[Material for this task]
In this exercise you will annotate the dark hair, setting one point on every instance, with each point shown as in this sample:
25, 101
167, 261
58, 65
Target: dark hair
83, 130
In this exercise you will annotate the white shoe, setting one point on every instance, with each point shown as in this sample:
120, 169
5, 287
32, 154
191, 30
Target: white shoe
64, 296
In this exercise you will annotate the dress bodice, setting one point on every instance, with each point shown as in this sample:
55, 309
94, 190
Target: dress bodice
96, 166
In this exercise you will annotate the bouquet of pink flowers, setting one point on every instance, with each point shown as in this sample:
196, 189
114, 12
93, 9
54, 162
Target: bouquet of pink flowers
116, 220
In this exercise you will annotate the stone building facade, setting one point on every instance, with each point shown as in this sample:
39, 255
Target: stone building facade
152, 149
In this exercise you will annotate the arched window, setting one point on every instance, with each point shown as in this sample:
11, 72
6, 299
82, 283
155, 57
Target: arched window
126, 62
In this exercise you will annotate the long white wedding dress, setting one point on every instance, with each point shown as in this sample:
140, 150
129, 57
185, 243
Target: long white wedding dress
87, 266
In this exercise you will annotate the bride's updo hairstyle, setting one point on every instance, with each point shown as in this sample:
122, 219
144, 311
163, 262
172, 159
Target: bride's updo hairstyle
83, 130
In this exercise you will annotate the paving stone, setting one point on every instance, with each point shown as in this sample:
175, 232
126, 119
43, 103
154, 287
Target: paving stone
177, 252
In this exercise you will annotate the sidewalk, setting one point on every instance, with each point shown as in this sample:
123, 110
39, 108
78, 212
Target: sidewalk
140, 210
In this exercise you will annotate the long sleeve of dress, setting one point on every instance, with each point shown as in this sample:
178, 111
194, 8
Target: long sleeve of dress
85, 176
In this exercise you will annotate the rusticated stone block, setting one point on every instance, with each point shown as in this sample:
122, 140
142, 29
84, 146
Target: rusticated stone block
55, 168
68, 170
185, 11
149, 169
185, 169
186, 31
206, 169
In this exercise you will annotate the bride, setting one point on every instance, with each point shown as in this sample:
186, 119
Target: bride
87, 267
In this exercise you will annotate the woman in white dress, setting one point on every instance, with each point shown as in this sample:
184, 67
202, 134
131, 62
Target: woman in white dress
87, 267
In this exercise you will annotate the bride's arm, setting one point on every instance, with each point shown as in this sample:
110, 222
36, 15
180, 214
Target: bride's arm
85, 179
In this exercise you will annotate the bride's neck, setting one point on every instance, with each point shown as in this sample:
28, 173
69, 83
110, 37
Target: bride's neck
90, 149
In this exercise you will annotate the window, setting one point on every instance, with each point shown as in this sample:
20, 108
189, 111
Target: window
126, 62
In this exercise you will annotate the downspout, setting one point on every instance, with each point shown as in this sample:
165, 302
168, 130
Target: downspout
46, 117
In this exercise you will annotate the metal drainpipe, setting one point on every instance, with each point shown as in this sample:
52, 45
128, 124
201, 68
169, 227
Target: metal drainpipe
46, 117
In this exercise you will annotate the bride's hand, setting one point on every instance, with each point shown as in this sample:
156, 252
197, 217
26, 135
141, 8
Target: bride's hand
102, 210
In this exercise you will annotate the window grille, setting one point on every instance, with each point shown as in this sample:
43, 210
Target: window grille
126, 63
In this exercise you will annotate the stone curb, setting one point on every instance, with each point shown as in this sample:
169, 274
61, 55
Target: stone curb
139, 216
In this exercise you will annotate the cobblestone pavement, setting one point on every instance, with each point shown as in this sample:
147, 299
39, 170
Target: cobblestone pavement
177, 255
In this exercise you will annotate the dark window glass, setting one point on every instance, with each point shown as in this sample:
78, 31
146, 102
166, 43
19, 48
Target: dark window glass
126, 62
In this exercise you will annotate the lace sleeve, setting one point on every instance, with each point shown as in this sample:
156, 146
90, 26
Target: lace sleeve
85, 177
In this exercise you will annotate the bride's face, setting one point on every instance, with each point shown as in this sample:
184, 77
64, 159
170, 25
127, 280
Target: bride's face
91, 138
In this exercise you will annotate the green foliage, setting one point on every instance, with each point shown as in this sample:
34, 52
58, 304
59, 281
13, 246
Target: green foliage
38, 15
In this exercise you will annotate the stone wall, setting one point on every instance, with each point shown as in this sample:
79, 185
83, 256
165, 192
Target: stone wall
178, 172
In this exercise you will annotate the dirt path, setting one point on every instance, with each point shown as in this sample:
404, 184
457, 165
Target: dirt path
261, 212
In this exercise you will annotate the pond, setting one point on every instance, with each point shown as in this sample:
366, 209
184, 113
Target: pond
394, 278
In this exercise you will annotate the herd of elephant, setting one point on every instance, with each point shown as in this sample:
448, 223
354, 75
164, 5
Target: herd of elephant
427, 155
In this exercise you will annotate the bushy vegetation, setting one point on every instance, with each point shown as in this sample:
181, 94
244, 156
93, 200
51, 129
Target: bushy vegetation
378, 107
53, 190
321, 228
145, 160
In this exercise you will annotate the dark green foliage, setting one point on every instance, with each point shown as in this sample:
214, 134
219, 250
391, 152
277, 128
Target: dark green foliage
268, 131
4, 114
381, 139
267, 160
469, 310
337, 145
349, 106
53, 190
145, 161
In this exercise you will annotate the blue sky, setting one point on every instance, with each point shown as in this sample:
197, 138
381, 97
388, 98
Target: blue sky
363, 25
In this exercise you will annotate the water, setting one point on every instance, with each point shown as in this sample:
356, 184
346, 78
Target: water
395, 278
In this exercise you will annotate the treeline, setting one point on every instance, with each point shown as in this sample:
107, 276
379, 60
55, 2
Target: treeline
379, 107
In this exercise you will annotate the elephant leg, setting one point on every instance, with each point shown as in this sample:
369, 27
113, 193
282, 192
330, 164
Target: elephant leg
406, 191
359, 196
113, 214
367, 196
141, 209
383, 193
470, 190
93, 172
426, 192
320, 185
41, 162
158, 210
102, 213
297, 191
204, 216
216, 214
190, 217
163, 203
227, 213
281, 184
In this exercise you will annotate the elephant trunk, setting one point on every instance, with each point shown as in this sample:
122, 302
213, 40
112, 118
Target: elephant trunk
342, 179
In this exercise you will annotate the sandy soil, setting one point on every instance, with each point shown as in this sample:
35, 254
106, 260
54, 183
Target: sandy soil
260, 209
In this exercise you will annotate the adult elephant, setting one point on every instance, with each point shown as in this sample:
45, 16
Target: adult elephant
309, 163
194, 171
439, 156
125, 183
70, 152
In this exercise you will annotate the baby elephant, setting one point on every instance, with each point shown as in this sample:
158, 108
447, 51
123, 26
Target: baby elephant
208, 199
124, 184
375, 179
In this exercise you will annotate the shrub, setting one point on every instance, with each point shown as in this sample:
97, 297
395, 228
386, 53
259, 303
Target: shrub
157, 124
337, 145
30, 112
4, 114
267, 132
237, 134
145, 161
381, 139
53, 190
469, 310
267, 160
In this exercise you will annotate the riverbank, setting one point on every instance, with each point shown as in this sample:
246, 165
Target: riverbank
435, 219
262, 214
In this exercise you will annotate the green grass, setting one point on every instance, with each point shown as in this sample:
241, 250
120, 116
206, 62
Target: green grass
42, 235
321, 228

[Prompt]
Edit everything from the line containing "In this exercise you will annotate the riverbank, setting" down to the end of the entries, swapping "riverbank" for "river edge" and leaving everything else unchanged.

[Solution to this exercise]
In this exercise you will annotate the river edge, setting one point on every instance, with each point shown as in this sample:
246, 165
Target: river edge
435, 219
262, 214
In this exercise you will annotate the green grass, setting one point on every instance, with each point shown as in this sample:
241, 250
120, 116
206, 62
Target: green grass
42, 235
321, 228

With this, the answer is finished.